Labels for object points
%%

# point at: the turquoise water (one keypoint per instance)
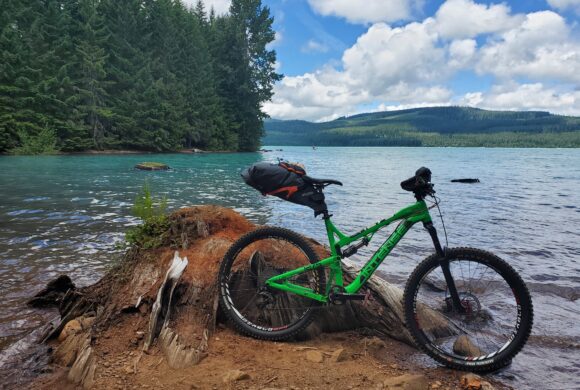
(65, 214)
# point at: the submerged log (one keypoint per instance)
(165, 300)
(465, 181)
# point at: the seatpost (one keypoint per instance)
(433, 233)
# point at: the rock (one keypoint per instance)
(464, 346)
(53, 293)
(471, 382)
(314, 356)
(71, 327)
(235, 375)
(408, 382)
(486, 386)
(375, 344)
(303, 348)
(152, 166)
(339, 355)
(86, 322)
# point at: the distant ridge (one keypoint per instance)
(431, 126)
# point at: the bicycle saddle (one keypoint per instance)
(322, 182)
(420, 183)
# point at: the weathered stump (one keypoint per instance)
(165, 300)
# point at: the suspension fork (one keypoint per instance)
(444, 262)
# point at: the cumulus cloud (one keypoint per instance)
(534, 96)
(539, 48)
(220, 6)
(409, 66)
(467, 19)
(387, 64)
(366, 11)
(313, 46)
(565, 4)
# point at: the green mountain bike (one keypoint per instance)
(466, 308)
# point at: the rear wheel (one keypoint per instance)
(256, 309)
(495, 318)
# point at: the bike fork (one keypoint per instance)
(456, 302)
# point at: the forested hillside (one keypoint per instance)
(433, 126)
(132, 74)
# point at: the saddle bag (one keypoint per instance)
(286, 181)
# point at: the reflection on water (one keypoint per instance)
(65, 214)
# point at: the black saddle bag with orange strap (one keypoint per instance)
(285, 181)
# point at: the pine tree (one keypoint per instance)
(246, 68)
(88, 77)
(139, 74)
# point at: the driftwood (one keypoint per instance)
(167, 298)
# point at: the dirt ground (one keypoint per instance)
(346, 360)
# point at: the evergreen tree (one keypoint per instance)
(138, 74)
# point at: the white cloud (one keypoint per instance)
(409, 66)
(313, 46)
(386, 64)
(565, 4)
(539, 48)
(461, 53)
(535, 96)
(220, 6)
(366, 11)
(467, 19)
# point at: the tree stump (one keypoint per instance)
(167, 298)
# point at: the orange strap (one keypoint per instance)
(291, 190)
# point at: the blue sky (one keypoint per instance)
(342, 57)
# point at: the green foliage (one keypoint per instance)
(434, 126)
(42, 143)
(153, 214)
(136, 74)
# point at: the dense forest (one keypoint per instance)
(134, 74)
(432, 126)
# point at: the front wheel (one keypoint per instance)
(491, 325)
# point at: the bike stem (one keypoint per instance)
(456, 302)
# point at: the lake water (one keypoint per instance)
(65, 214)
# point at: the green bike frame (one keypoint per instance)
(410, 215)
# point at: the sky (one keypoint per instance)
(343, 57)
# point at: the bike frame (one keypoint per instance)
(409, 216)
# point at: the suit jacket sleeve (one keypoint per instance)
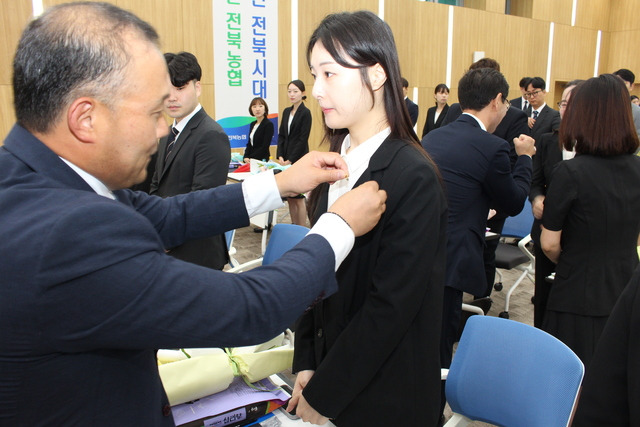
(211, 160)
(538, 181)
(508, 191)
(414, 219)
(111, 286)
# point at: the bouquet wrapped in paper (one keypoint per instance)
(190, 374)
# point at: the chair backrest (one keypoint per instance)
(519, 225)
(508, 373)
(283, 237)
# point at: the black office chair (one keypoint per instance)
(519, 257)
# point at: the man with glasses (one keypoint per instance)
(542, 118)
(522, 102)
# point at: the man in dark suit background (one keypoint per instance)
(521, 102)
(196, 158)
(87, 293)
(476, 169)
(511, 126)
(411, 106)
(542, 118)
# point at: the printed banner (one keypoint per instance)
(245, 43)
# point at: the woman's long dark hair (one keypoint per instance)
(361, 40)
(598, 119)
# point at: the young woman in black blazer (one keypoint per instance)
(369, 354)
(293, 142)
(590, 219)
(260, 131)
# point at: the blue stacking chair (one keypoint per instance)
(283, 237)
(507, 373)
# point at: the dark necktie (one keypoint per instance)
(171, 142)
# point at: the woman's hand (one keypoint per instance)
(303, 409)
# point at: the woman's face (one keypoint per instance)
(344, 99)
(441, 97)
(257, 109)
(295, 94)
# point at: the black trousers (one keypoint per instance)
(544, 267)
(489, 254)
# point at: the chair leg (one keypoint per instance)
(525, 273)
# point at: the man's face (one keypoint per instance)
(535, 96)
(130, 128)
(183, 100)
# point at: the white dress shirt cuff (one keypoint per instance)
(261, 193)
(337, 233)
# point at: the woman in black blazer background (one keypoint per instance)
(590, 218)
(436, 114)
(260, 131)
(293, 142)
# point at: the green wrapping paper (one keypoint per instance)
(208, 371)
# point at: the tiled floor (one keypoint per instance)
(247, 244)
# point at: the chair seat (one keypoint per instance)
(509, 256)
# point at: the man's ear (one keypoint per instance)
(81, 119)
(496, 102)
(377, 76)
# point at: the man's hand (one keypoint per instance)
(361, 207)
(537, 206)
(303, 409)
(310, 171)
(525, 145)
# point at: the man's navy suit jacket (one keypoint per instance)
(199, 160)
(87, 293)
(476, 170)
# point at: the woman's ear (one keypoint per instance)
(377, 76)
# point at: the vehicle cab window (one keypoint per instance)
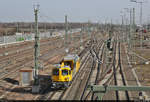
(64, 72)
(55, 71)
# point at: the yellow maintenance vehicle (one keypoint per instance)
(63, 73)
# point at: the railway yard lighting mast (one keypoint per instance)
(66, 34)
(37, 45)
(141, 3)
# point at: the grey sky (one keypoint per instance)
(77, 10)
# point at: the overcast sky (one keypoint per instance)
(77, 10)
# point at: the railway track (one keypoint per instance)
(55, 95)
(81, 84)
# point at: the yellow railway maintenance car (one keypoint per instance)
(64, 72)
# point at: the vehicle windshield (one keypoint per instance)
(55, 71)
(64, 72)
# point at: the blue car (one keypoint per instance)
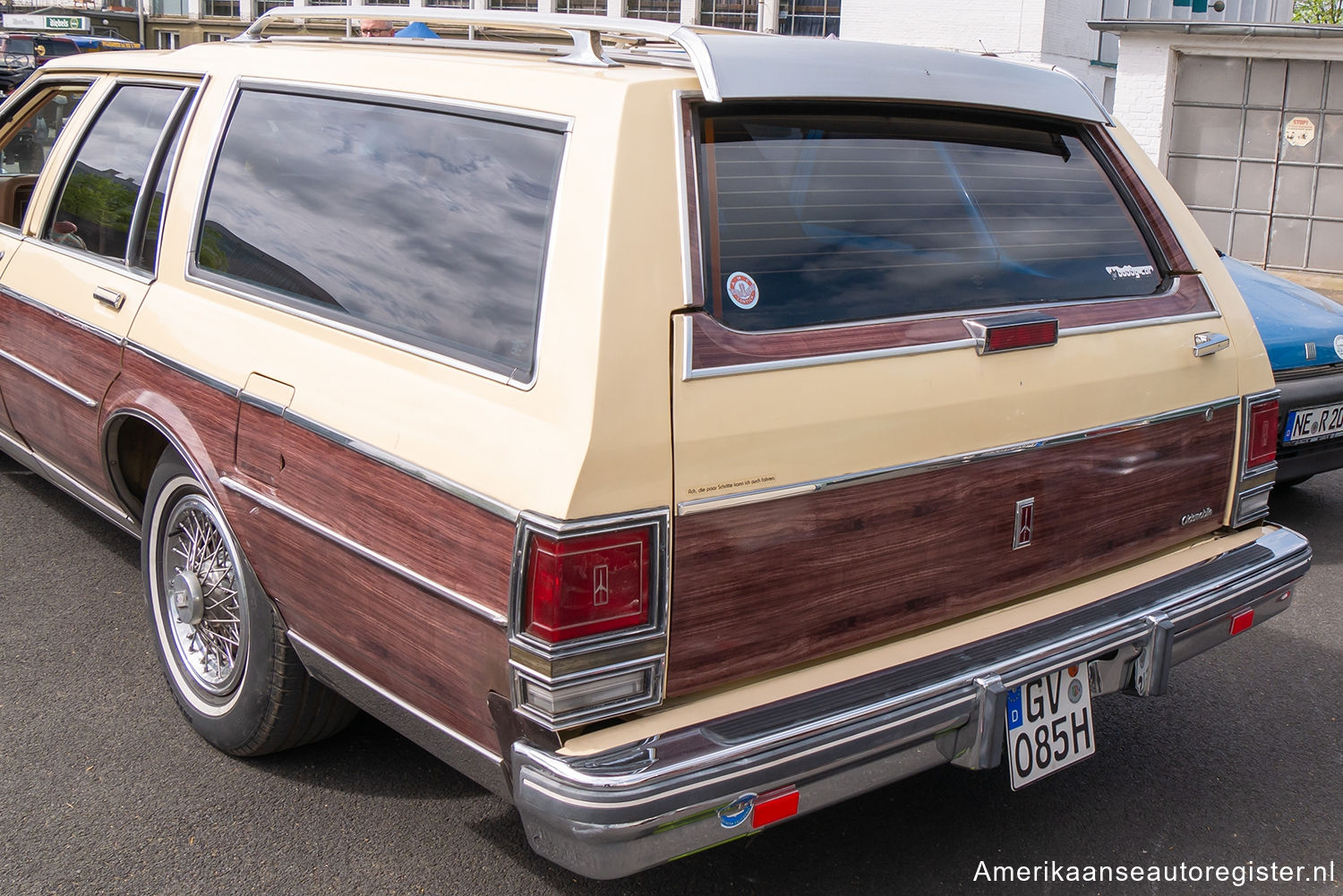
(1303, 332)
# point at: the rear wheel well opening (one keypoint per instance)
(134, 446)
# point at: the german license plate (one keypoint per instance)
(1308, 423)
(1049, 724)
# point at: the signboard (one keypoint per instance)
(45, 23)
(1299, 131)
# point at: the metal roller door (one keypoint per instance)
(1257, 153)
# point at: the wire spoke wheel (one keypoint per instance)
(204, 610)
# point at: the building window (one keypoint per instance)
(814, 18)
(220, 8)
(730, 13)
(658, 10)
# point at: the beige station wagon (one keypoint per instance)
(676, 430)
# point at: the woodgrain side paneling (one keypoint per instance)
(51, 421)
(766, 586)
(440, 657)
(714, 346)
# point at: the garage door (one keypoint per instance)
(1257, 153)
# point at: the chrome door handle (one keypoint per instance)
(1208, 344)
(110, 297)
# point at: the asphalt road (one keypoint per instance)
(104, 789)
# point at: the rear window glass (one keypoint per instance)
(829, 218)
(416, 225)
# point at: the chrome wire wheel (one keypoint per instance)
(203, 606)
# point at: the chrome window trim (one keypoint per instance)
(373, 453)
(690, 372)
(365, 552)
(687, 168)
(193, 274)
(900, 471)
(62, 316)
(50, 380)
(182, 83)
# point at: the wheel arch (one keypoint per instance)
(134, 438)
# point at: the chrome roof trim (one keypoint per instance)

%%

→ WORK TO DO: Rewrite the stretch from the line containing "# point at: the chrome window" through the end of the entries, substituting "fender" for "wheel arch" and leaving everything else unchanged.

→ TASK RESULT:
# point at: the chrome window trim (one keypoint per instance)
(373, 453)
(690, 372)
(365, 552)
(687, 168)
(193, 274)
(900, 471)
(62, 316)
(50, 380)
(182, 83)
# point at: the fender (one keypoint per instance)
(134, 438)
# point at: the chrome roof trim (one keypoint per instance)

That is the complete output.